月別アーカイブ: 1月 2015

『二人の寅次郎』

テレビで昔の映画の再放送を見ていると不思議な感覚を覚える時がある。登場する俳優たちの多くが既に亡くなっている場合、ふとそこに集まっている今は亡き俳優たちの、語り、笑い、泣くシーンを見ていて、それが「あの世」の光景に見えて仕方がない時があるのである。

 

それを最も顕著に覚えるのは日本映画では、例えば、渥美清主演による『フーテンの寅』シリーズである。葛飾柴又のあの茶の間は、いつも決まったカメラアングルの為か、絶対空間としての死者たちの集合場に見えて、時折ひんやりとした気持ちになる事がある。

 

それはさておき、主人公のフーテンの寅こと車寅次郎は、何よりもその名前が良い。単純・侠気・行動力が、その名前にありありと現れている。しかし、この寅次郎という名前が、150年前の或る人物から採っている事を知っている人は案外少ないかと思う。その150年前の人物とは、・・・・誰あろう、吉田松陰である。松蔭の本名は吉田寅次郎。何故彼の名前から採ったかと言うと、日本全国を歩き巡ったその行動力に拠るらしい。伊能忠敬・間宮林蔵に次いで、徒歩で日本全国を歩いた距離の最長者はおそらく吉田寅次郎であるが、そこから車寅次郎の名前を決めたという事を、以前に『フーテンの寅・制作秘話』をテレビで見ていて知り、妙に感心したのを覚えている。車忠敬・車林蔵ではなく、やはりあのフーテンの寅は車寅次郎がピタリとはまってくるものがある。その舞台となった柴又に美味しいウナギの店があるというので行った事があった。実際のその場所が虚で映画の中が実となって映るほどに、その場所は張りぼてに見えて妙であった。実を飲み込んで、虚が実以上に鮮やかに見える時、そこにリアリティーが立ち上がる。「フーテンの寅」は卑近で俗で、そこにはおそらく何も無い。しかし「継続は力なり」を実証するように、あの映画には何か名状し難い、心の琴線に触れるものが結晶化して、封印されているように思われる。・・・・・・・・・・・何とも不思議な映画である。
=======
やること
『フーテンの寅』と吉田寅次郎の名前についての上の文章を、最後の一文のあとから書き続けてください。
=======
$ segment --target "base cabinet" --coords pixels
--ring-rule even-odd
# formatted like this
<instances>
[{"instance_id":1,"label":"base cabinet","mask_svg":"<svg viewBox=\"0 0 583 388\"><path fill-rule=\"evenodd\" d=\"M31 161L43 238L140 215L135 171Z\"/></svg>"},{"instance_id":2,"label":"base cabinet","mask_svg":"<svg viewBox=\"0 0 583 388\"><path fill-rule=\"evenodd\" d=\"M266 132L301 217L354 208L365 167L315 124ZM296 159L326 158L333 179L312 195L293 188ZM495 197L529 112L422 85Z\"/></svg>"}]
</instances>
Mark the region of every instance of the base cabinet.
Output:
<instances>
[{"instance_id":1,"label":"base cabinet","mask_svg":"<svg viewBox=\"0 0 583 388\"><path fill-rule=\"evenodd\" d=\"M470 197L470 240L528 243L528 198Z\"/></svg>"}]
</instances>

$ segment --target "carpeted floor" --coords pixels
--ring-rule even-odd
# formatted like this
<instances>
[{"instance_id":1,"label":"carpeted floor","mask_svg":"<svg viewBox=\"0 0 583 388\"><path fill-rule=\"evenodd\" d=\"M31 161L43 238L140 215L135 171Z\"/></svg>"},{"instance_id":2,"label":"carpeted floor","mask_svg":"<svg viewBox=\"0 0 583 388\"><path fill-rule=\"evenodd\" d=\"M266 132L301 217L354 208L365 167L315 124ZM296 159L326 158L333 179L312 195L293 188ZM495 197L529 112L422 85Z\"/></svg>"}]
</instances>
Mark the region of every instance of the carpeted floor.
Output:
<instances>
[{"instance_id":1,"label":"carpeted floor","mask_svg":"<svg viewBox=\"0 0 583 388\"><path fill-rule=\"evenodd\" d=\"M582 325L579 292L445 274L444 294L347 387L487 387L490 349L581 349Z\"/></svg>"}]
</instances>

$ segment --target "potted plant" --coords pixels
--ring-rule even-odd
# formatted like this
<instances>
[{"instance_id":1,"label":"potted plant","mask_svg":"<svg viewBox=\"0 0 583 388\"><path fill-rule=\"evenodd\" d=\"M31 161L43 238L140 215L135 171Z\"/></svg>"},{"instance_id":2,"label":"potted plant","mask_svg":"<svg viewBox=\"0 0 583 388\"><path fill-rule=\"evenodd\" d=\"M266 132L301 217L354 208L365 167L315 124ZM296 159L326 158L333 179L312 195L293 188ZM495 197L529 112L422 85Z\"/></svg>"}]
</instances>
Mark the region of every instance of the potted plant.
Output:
=======
結果はこちら
 

さて、大事な展覧会のお知らせを。今月24日より2月初旬まで、銀座の画廊 ― 中長小西で、瀧口修造・松本竣介・山口長男、そして私の作品(私は四点出品)他が展示されているのでぜひ御覧頂ければと願っている。私のは珍しい試みの作品。今回展示されている瀧口修造の作品は彼の中でも秀逸であり、一点自立性の強さを孕んでいて美しい。クオリティの高い展覧会になっている。

 

 

 

《中長小西》

東京都中央区銀座1-15-14 水野ビル4F

電話:03-3564-8255

時間:11時~19時まで。日曜休廊。

 

 

そして、今月の28日から2月3日まで、横浜の高島屋美術画廊で私の個展『Stresaの組鐘 ―  偏角31度の見えない螺旋に沿って』(PartⅡ)を開催します。コラージュを中心とした展示ですが、私の「現在」が開示されています。出品点数は50点以上。会期中は毎日在廊の予定。ご高覧頂ければ嬉しいです。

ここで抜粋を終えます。